**Что нужно сделать:**
За какую роль Генрих получил израильский «Оскар» как лучший актер, если верить исходному тексту?

**Исходный текст:**
'''

Мы с Леней Каневским играли родителей мальчика в образе таких скособоченных уродцев. Костюмы и грим были соответствующими. Но чем больше мы играли, тем меньше нужно было гримироваться: это уродство, оно шло уже изнутри - мы напяливали на себя кособокий характер людей, калечащих себя, уже одним-двумя жестами.

Сейчас я снимаюсь в фильме Ами Друзда «Моя Австралия». Действие происходит в Польше 1970-х. Два маленьких мальчика не знают, что они евреи: мама решает им это открыть лишь после того, как узнает, что они едва не приобщились к юным нацистам. Она предлагает им поехать в Австралию, а на самом деле привозит в Израиль – в киббуц, где их опекает приемная мать, живущая в киббуце. Режиссер фильма рассказывал мне, как очутившись в Израиле в девятилетнем возрасте и познакомившись с людьми из киббуца, он поначалу подумал, что они святые. Меня очень тронуло, что Ами предложил мне сыграть роль приемной матери - прототип женщины, которая так поразила его воображение в детстве.

- Как сложилась актерская карьера у твоего сына – Генриха Давида?

- Генрих уже играл небольшие роли в спектаклях нашего театра, в том числе – в замечательном спектакле «Ночные беседы», когда ему предложили главную роль в сериале «На расстоянии вытянутой руки». Там его герой – русский парень, который влюбляется в девушку из ортодоксальной семьи, живущей в Бней-Браке. За исполнение этой роли Генрих был удостоен израильского «Оскара» как лучший актер, и на него сразу посыпались разные предложения. В том числе – от компании «Селио», где он снимался для рекламы мужской одежды. С тех пор прошло три с половиной года. Генрих сыграл интересную роль в спектакле-антрепризе «Скинхед». С его героем - мальчишкой-канадцем, убившем иностранного рабочего, за полтора часа сценического действия происходит настоящая метаморфоза: такое под силу только очень хорошему артисту. Недавно Генрих сыграл главную роль в российском фильме «Олимпус Инферно» об истории недавнего военного конфликта между Россией и Грузией. Его герой – американский студент энтомолог, снимая в заповеднике бабочек, случайно становится свидетелем событий, которые доказывают, что войну начала Грузия. Кто-то ругал его за участие в этом фильме, кто-то хвалил за хорошую актерскую работу. Если же говорить о моем отношении… У сына, безусловно, есть актерский дар. Он находится сейчас в поиске, пробует себя в кино и театре, и мне нравится все, что он делает.

'''

**Записи набора данных:**
'''

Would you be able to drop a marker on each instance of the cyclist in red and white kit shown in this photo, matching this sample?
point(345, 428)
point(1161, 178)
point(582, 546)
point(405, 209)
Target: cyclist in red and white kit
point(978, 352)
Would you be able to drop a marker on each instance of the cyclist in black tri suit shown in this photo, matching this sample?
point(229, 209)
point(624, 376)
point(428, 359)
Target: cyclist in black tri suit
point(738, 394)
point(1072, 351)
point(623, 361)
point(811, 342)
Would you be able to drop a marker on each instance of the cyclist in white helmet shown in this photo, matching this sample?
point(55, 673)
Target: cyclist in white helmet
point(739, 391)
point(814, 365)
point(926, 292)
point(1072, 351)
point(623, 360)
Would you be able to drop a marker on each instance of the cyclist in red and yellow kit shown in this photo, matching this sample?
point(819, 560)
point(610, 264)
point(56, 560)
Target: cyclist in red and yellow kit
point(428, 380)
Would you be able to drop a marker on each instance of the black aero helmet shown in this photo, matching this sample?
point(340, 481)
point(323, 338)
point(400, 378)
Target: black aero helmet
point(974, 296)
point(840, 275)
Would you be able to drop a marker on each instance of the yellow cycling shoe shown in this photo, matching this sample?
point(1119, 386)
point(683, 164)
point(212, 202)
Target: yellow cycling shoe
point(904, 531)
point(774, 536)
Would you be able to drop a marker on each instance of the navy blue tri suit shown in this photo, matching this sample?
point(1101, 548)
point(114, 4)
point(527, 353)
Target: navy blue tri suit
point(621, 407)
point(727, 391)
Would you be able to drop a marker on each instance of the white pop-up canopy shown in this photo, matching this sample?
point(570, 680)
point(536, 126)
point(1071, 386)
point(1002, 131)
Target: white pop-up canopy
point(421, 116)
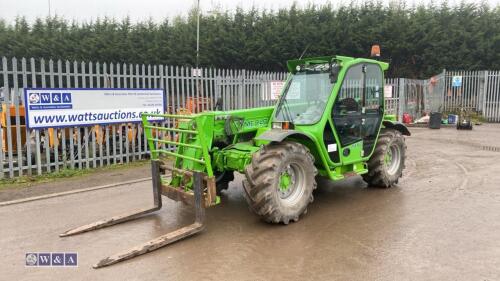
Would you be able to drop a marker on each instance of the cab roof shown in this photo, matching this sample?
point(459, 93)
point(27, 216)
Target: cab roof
point(292, 64)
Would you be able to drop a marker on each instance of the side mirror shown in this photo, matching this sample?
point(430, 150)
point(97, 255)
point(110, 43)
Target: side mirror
point(334, 72)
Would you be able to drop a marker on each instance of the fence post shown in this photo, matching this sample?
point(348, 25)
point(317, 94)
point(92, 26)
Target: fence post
point(483, 94)
point(242, 89)
point(402, 99)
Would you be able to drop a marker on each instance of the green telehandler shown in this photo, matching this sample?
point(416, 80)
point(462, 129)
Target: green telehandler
point(329, 121)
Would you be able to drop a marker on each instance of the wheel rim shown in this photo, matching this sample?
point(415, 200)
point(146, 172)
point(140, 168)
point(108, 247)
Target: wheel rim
point(392, 159)
point(291, 184)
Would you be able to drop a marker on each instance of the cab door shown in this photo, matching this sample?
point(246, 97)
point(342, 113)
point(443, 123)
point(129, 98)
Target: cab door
point(358, 111)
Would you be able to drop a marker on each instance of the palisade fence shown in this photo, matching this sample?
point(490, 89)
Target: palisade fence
point(27, 152)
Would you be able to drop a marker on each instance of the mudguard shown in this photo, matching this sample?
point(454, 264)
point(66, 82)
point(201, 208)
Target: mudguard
point(397, 126)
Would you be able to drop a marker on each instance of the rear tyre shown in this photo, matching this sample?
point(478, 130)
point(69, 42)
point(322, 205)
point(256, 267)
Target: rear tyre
point(279, 182)
point(386, 165)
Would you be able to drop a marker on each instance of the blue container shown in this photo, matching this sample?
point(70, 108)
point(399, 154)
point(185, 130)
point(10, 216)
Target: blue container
point(452, 118)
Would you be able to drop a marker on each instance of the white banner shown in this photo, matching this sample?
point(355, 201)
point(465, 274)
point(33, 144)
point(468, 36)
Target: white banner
point(276, 88)
point(52, 108)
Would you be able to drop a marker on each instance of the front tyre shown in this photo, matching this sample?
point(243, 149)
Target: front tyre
point(386, 165)
point(279, 182)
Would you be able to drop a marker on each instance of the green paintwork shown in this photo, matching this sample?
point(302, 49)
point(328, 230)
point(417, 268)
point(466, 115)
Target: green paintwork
point(388, 157)
point(285, 181)
point(204, 144)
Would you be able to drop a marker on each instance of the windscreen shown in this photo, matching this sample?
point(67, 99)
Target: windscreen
point(304, 99)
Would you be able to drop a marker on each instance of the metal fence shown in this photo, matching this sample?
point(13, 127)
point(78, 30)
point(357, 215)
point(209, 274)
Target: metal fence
point(27, 152)
point(478, 91)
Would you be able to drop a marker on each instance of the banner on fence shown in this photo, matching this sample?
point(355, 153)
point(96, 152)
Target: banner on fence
point(57, 107)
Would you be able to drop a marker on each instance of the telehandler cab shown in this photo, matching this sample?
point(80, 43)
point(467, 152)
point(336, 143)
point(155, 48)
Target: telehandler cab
point(329, 121)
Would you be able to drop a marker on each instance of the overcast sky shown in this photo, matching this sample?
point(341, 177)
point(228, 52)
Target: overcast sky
point(85, 10)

'''

**Полный ответ:**
За главную роль в сериале «На расстоянии вытянутой руки»: он сыграл русского парня, который влюбляется в девушку из ортодоксальной семьи, живущей в Бней-Браке.